● WHAT IS EXPECTED:
Please copy the rows below word for word, leaving every line and number unchanged.
+++ MATERIAL PROVIDED +++
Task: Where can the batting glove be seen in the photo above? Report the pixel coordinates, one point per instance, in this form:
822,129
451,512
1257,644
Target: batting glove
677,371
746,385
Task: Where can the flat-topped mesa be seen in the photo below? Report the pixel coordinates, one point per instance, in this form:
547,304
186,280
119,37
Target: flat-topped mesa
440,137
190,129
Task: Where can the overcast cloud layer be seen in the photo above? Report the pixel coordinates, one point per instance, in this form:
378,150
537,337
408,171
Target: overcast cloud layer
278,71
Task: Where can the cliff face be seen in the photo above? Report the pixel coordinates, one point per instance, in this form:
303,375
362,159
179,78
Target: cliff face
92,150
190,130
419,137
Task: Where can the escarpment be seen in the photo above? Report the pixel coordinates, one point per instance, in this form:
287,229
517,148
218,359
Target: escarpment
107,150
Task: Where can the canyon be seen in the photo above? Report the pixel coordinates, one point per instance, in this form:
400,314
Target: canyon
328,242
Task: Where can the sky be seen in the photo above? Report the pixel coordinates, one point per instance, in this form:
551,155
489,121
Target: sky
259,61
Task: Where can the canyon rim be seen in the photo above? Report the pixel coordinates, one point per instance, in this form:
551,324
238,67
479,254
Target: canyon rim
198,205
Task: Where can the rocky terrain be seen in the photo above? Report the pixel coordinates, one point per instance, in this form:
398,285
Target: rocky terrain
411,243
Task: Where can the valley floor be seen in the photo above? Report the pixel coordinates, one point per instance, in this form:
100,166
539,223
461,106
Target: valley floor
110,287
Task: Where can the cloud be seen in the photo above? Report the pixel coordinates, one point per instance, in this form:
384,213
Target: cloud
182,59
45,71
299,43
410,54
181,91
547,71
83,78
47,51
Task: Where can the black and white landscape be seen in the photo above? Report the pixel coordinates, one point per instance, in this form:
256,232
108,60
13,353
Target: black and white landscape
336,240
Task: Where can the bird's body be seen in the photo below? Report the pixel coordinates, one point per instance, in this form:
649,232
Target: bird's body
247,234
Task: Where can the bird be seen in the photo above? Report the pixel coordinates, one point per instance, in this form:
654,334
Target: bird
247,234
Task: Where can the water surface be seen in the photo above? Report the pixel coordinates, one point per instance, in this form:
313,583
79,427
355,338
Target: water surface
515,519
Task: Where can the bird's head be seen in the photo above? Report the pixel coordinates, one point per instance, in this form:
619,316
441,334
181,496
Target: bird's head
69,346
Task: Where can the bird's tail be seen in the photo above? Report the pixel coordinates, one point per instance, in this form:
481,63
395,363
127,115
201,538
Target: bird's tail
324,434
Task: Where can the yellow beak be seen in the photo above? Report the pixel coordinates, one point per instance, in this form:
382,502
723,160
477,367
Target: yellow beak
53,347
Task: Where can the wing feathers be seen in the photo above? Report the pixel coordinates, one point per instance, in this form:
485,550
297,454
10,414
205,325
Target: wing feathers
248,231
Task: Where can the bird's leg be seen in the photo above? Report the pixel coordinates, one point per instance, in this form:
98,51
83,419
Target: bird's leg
+++
● PROBLEM SOLUTION:
Task: Where can the batting glove be seen in the photo above? Report the pixel coordinates, one point per instance, in this form:
822,129
451,512
1257,644
Target: batting glove
677,371
746,385
Task: Where can the flat-topped mesa be seen in the photo below? Report the pixel coordinates, one point per instance, in this form:
547,304
186,280
119,37
Target: flat-topped mesa
440,137
190,129
Task: Where can the overcast cloud layer be seen in the photo above? Report the pixel coordinates, one point per instance, in this form:
378,150
537,337
408,171
Target: overcast cloud layer
278,71
Task: Where can the cliff face be seen in the photo above? Report the pixel coordinates, one point per instance, in this form:
303,375
362,159
179,78
Target: cliff face
92,150
190,130
419,137
Task: Where can the escarpment be seen in the photo above? Report the pixel coordinates, one point per instance, in this form:
287,229
517,148
218,359
Target: escarpment
107,150
Task: Where can the canyon be seen in the photo above? Report the pixel coordinates, one point per instance, in this form:
400,314
Target: canyon
328,242
Task: Where can the sky be seen in the photo above? Report the pixel coordinates, one point per instance, in this form:
551,155
489,121
Target: sky
259,61
Task: Where can the canyon rim be seen in the photo above? Report the pixel coordinates, one point per instance, in this form:
551,324
238,67
479,254
Target: canyon rim
198,205
Task: Where can the rocky terrain be seen in the photo above? Report the pixel coordinates, one point per instance, in this form:
398,285
Target: rocky terrain
411,243
Task: Where can the valley floor be seen in the photo above? Report the pixel coordinates, one point per instance, in this form:
100,166
539,223
461,106
Target: valley floor
110,287
Task: Where can the cloud be seen in the photo above? Report the pixel coordinates, one point per instance, in this form:
384,213
Target: cloud
182,59
45,71
299,43
410,54
181,91
547,71
83,78
47,51
Task: Where can the black and white landscape be seen in the photo above? Report the pixel coordinates, one point per instance, in this form:
256,232
108,60
13,353
Target: black and white landscape
336,240
Task: Where can the bird's body be seen in the photo below? Report the pixel coordinates, one point per instance, in this form:
649,232
Target: bird's body
247,234
Task: Where can the bird be seen in the photo above? Report the pixel coordinates, one point per instance, in this form:
654,334
Target: bird
247,234
Task: Where can the water surface be seen in the photo above? Report the pixel coordinates, one point per instance, in this form:
313,583
79,427
355,338
Target: water surface
515,519
Task: Where can the bird's head be seen in the photo above? Report the pixel coordinates, one point per instance, in this form:
619,316
441,334
181,496
Target: bird's head
69,346
Task: Where can the bird's tail be seen in the photo above? Report the pixel coordinates, one point per instance, in this form:
481,63
395,363
127,115
201,538
Target: bird's tail
324,434
Task: Where can the yellow beak be seen in the photo above? Report the pixel coordinates, one point per instance, in this form:
382,502
723,160
477,367
Target: yellow beak
53,347
Task: Where can the wing feathers be seen in the photo above? Report the pixel coordinates, one point per instance, in this form:
485,550
297,454
10,414
205,325
Target: wing feathers
248,231
Task: Where can the bird's leg be seen in the photo above? Report the pixel coordinates, one point per instance, in this form:
98,51
83,419
Target: bird's leg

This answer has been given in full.